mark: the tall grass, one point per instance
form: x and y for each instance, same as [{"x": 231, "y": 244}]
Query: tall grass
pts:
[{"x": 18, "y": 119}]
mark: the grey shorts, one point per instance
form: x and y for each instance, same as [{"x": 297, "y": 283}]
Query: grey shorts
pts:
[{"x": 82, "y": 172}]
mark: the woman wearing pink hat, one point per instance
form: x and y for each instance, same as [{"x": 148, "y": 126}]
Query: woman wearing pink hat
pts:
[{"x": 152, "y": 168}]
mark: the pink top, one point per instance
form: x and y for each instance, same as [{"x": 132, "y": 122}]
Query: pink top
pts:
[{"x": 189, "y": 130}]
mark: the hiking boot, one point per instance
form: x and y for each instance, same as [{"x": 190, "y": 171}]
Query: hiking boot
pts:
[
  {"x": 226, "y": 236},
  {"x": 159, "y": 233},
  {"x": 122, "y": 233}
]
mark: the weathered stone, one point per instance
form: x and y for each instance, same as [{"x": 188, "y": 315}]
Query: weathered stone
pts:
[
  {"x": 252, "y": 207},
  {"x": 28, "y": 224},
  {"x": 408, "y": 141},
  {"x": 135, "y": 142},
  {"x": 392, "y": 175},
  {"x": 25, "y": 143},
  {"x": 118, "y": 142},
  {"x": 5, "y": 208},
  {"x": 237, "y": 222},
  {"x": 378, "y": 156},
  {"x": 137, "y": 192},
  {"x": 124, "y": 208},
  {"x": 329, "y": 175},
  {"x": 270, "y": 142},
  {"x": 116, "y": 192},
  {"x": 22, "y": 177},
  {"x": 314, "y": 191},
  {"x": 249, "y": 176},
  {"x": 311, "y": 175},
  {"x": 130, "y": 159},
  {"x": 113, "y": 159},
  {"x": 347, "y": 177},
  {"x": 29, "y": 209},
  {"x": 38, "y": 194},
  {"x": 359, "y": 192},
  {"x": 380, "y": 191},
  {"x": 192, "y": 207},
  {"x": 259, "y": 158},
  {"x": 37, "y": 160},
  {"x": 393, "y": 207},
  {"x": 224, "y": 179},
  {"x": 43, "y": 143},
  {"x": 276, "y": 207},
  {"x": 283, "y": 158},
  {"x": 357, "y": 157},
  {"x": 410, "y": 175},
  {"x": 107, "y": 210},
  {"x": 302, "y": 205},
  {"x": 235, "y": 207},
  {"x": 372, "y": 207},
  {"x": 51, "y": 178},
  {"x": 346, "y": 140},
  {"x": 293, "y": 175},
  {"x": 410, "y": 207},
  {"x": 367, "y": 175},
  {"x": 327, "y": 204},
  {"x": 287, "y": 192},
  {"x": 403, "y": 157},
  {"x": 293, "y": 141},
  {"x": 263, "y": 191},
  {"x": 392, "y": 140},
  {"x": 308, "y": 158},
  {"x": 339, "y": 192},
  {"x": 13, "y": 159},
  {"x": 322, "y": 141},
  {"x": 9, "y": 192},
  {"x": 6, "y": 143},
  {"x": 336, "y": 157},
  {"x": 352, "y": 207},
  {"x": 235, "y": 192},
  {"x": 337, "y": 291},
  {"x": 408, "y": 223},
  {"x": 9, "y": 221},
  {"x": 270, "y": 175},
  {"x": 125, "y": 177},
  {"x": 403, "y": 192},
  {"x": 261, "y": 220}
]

### What you are asked to do
Rewrite the data from the line with "mark: the weathered" through the end of the data, requests included. Add 42 to every x and y coordinate in the answers, and leave the sample coordinates in the requests unchanged.

### Written solution
mark: the weathered stone, one point per instance
form: x and y for each instance, same as [{"x": 188, "y": 315}]
Query: weathered stone
pts:
[
  {"x": 294, "y": 249},
  {"x": 70, "y": 266},
  {"x": 450, "y": 183},
  {"x": 177, "y": 184},
  {"x": 434, "y": 217},
  {"x": 67, "y": 185},
  {"x": 160, "y": 184},
  {"x": 47, "y": 250},
  {"x": 279, "y": 264},
  {"x": 420, "y": 198},
  {"x": 179, "y": 234},
  {"x": 166, "y": 250},
  {"x": 371, "y": 217},
  {"x": 312, "y": 184},
  {"x": 158, "y": 234},
  {"x": 64, "y": 219},
  {"x": 356, "y": 233},
  {"x": 291, "y": 218},
  {"x": 353, "y": 217},
  {"x": 172, "y": 201},
  {"x": 155, "y": 201},
  {"x": 389, "y": 219},
  {"x": 71, "y": 251},
  {"x": 80, "y": 236},
  {"x": 401, "y": 234},
  {"x": 422, "y": 233},
  {"x": 234, "y": 249},
  {"x": 301, "y": 200},
  {"x": 79, "y": 202},
  {"x": 435, "y": 249},
  {"x": 266, "y": 221},
  {"x": 85, "y": 185},
  {"x": 318, "y": 249},
  {"x": 325, "y": 200},
  {"x": 399, "y": 199},
  {"x": 452, "y": 217},
  {"x": 149, "y": 252},
  {"x": 344, "y": 247},
  {"x": 277, "y": 249},
  {"x": 414, "y": 249},
  {"x": 93, "y": 220},
  {"x": 388, "y": 182},
  {"x": 335, "y": 217},
  {"x": 452, "y": 249},
  {"x": 409, "y": 217},
  {"x": 369, "y": 246},
  {"x": 329, "y": 234},
  {"x": 445, "y": 199},
  {"x": 335, "y": 183},
  {"x": 305, "y": 233},
  {"x": 434, "y": 182},
  {"x": 350, "y": 200},
  {"x": 381, "y": 234},
  {"x": 55, "y": 201},
  {"x": 364, "y": 183},
  {"x": 51, "y": 234},
  {"x": 48, "y": 185},
  {"x": 378, "y": 199},
  {"x": 394, "y": 249},
  {"x": 277, "y": 234},
  {"x": 379, "y": 333},
  {"x": 450, "y": 265},
  {"x": 51, "y": 263},
  {"x": 312, "y": 217},
  {"x": 167, "y": 219},
  {"x": 445, "y": 234},
  {"x": 303, "y": 262}
]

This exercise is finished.